Yang Harus Dikerjakan: Pilih dan salin setiap baris entri yang memuat kata "polish". Perbedaan huruf besar dan kecil diperhitungkan.

Entri pelabelan bentuk gambar:
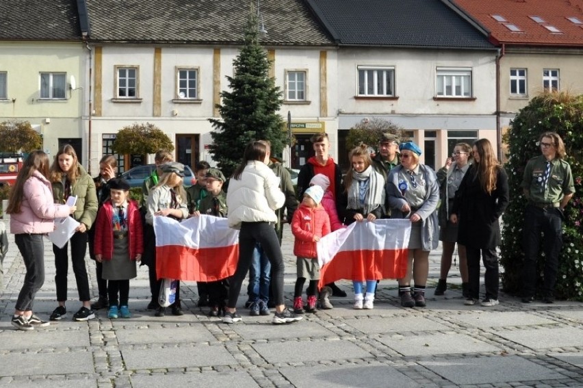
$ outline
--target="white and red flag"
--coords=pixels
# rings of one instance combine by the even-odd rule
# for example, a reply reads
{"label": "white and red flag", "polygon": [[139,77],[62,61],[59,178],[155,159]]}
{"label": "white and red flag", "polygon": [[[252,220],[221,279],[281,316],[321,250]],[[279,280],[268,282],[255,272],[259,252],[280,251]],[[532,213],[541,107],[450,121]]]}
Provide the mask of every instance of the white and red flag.
{"label": "white and red flag", "polygon": [[318,242],[318,288],[339,279],[400,279],[407,270],[411,222],[376,220],[353,222]]}
{"label": "white and red flag", "polygon": [[226,218],[200,215],[179,222],[154,217],[158,279],[215,281],[235,273],[239,231]]}

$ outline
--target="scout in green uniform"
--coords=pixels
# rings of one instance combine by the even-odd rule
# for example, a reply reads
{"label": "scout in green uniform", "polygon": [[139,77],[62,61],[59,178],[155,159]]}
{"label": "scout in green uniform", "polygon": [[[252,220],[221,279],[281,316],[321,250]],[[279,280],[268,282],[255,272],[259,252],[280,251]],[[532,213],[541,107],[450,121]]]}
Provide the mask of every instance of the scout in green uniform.
{"label": "scout in green uniform", "polygon": [[194,165],[194,174],[196,176],[196,184],[186,189],[186,201],[188,204],[188,212],[192,214],[198,210],[200,201],[207,196],[207,172],[211,166],[204,160],[197,161]]}
{"label": "scout in green uniform", "polygon": [[555,132],[545,132],[539,142],[542,155],[528,161],[521,184],[528,201],[523,227],[522,301],[525,303],[534,297],[541,231],[545,260],[543,301],[554,301],[558,255],[562,246],[563,209],[575,194],[571,166],[563,159],[566,153],[562,140]]}
{"label": "scout in green uniform", "polygon": [[[226,181],[224,175],[218,168],[209,168],[205,177],[205,184],[208,194],[198,203],[198,210],[193,216],[200,214],[226,217],[226,194],[222,191],[222,185]],[[209,317],[218,317],[226,306],[229,295],[229,279],[211,281],[205,283],[209,293],[209,305],[211,311]]]}
{"label": "scout in green uniform", "polygon": [[392,133],[383,133],[378,140],[378,153],[372,161],[373,168],[387,179],[389,172],[400,163],[398,138]]}
{"label": "scout in green uniform", "polygon": [[[194,164],[194,174],[196,176],[196,184],[192,185],[186,189],[186,203],[188,205],[188,213],[194,214],[198,210],[200,201],[207,195],[207,172],[209,172],[211,166],[204,160],[197,161]],[[205,282],[196,282],[196,289],[198,291],[198,302],[196,305],[199,307],[209,305],[209,292],[207,289]]]}
{"label": "scout in green uniform", "polygon": [[[156,152],[154,155],[154,164],[156,165],[156,168],[152,172],[152,174],[144,180],[142,184],[142,201],[140,202],[140,206],[142,207],[143,214],[146,214],[147,209],[146,203],[148,202],[148,195],[150,194],[150,190],[158,184],[158,179],[162,174],[162,170],[160,166],[165,163],[173,161],[174,158],[172,154],[166,150],[159,150]],[[150,280],[150,291],[152,293],[152,298],[150,302],[148,304],[147,309],[148,310],[155,310],[159,307],[158,304],[158,295],[155,292],[156,284],[158,279],[156,278],[156,264],[154,261],[153,253],[156,250],[156,237],[154,235],[154,228],[149,224],[146,224],[144,219],[142,219],[144,224],[144,255],[142,255],[142,262],[140,266],[148,266],[148,272]]]}

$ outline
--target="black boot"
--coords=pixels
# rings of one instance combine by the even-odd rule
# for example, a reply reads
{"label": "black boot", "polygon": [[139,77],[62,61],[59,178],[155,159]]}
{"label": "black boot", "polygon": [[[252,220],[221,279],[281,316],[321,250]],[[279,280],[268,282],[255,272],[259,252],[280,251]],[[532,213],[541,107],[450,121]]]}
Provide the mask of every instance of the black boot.
{"label": "black boot", "polygon": [[462,283],[462,295],[464,298],[469,298],[469,283]]}
{"label": "black boot", "polygon": [[433,295],[443,295],[446,289],[448,289],[447,281],[445,279],[439,279],[439,281],[437,283],[437,287],[435,287],[435,292],[433,293]]}
{"label": "black boot", "polygon": [[107,296],[100,296],[96,302],[91,304],[92,310],[99,310],[100,309],[107,309],[109,307],[109,300]]}

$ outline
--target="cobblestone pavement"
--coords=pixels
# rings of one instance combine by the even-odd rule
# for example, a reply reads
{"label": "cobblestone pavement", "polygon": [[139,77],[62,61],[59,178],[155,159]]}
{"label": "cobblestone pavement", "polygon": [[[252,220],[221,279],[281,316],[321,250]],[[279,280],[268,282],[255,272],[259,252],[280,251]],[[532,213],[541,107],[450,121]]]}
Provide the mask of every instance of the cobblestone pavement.
{"label": "cobblestone pavement", "polygon": [[[13,236],[4,263],[0,298],[0,386],[79,387],[583,387],[583,304],[524,305],[501,295],[495,307],[467,307],[457,269],[445,296],[433,296],[441,250],[430,256],[426,308],[404,309],[396,282],[379,285],[373,310],[353,310],[347,298],[334,309],[291,325],[250,317],[226,325],[196,307],[194,283],[181,287],[183,316],[147,311],[147,268],[131,282],[133,318],[72,320],[81,306],[70,270],[66,318],[33,332],[13,330],[10,315],[25,268]],[[286,229],[285,295],[295,283],[292,240]],[[47,319],[56,307],[51,246],[45,244],[47,277],[35,312]],[[87,259],[92,292],[95,270]]]}

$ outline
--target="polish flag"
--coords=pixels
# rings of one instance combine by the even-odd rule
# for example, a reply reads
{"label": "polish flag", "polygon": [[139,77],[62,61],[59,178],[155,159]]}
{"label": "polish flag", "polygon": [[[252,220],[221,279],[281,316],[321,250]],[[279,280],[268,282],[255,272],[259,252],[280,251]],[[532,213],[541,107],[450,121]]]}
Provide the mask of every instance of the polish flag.
{"label": "polish flag", "polygon": [[239,231],[226,218],[200,215],[179,222],[154,217],[158,279],[215,281],[235,273]]}
{"label": "polish flag", "polygon": [[400,279],[405,276],[411,222],[376,220],[353,222],[318,242],[318,288],[339,279]]}

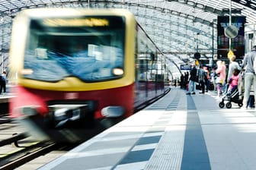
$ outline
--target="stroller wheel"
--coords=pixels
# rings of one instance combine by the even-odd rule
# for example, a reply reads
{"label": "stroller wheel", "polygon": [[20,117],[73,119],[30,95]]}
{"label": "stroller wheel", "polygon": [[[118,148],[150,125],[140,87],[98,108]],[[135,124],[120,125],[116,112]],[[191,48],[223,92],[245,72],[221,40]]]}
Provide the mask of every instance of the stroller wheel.
{"label": "stroller wheel", "polygon": [[224,108],[224,105],[225,105],[225,104],[224,104],[224,102],[221,102],[219,103],[219,106],[220,108]]}
{"label": "stroller wheel", "polygon": [[232,104],[231,104],[231,102],[227,102],[227,103],[226,103],[226,107],[227,109],[230,109],[230,108],[232,107]]}

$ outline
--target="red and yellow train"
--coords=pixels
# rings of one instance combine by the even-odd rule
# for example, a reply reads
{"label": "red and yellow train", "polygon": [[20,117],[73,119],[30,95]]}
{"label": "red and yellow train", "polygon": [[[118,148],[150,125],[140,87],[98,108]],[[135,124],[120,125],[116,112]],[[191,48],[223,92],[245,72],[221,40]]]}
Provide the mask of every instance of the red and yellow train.
{"label": "red and yellow train", "polygon": [[170,90],[165,56],[123,9],[24,10],[9,61],[11,115],[40,140],[82,141]]}

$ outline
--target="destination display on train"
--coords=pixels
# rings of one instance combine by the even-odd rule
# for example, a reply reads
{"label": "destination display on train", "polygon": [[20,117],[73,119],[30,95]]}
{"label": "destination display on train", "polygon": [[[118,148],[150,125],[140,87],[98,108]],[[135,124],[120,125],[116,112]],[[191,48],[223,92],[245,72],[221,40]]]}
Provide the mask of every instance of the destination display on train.
{"label": "destination display on train", "polygon": [[107,27],[109,20],[105,18],[47,18],[43,20],[49,27]]}

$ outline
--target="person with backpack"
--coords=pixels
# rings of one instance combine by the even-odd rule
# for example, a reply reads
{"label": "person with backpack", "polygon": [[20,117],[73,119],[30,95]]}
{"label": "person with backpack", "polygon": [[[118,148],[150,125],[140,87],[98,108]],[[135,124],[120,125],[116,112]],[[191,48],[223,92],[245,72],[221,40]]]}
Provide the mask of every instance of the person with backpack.
{"label": "person with backpack", "polygon": [[5,71],[0,76],[0,94],[2,91],[6,93],[6,71]]}

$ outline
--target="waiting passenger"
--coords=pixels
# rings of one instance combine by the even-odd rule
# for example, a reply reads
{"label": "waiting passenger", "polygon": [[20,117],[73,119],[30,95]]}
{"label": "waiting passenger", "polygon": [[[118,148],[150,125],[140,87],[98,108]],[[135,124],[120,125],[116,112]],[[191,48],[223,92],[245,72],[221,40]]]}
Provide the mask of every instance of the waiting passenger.
{"label": "waiting passenger", "polygon": [[245,95],[243,99],[243,108],[247,109],[250,96],[251,87],[253,86],[254,98],[256,96],[256,74],[253,67],[256,58],[256,46],[254,46],[251,51],[245,55],[242,68],[245,69]]}
{"label": "waiting passenger", "polygon": [[187,95],[190,94],[196,94],[196,82],[198,81],[197,80],[197,69],[196,65],[194,64],[192,65],[192,69],[190,74],[189,83],[188,83],[188,93]]}
{"label": "waiting passenger", "polygon": [[0,76],[0,94],[2,90],[5,93],[6,93],[6,72],[5,71]]}
{"label": "waiting passenger", "polygon": [[230,96],[238,88],[239,73],[240,71],[238,69],[234,69],[232,76],[228,80],[226,96]]}

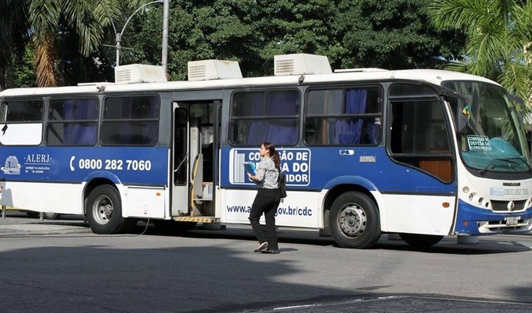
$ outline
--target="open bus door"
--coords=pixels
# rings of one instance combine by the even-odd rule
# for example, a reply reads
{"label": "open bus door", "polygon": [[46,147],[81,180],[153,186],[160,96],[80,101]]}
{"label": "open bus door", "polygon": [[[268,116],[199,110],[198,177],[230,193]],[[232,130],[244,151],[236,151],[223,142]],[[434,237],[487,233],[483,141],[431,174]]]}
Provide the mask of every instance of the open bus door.
{"label": "open bus door", "polygon": [[174,103],[171,215],[178,221],[214,221],[220,101]]}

Hasil:
--target="polish flag"
{"label": "polish flag", "polygon": [[139,77],[62,61],[59,178],[155,159]]}
{"label": "polish flag", "polygon": [[[252,220],[221,279],[281,316],[321,250]],[[279,280],[268,282],[255,272],[259,252],[280,251]],[[532,213],[541,107],[450,121]]]}
Provide the mask of every instance of the polish flag.
{"label": "polish flag", "polygon": [[239,231],[226,218],[200,215],[179,222],[154,217],[158,279],[215,281],[235,273]]}
{"label": "polish flag", "polygon": [[400,279],[405,276],[411,222],[376,220],[353,222],[318,242],[318,288],[339,279]]}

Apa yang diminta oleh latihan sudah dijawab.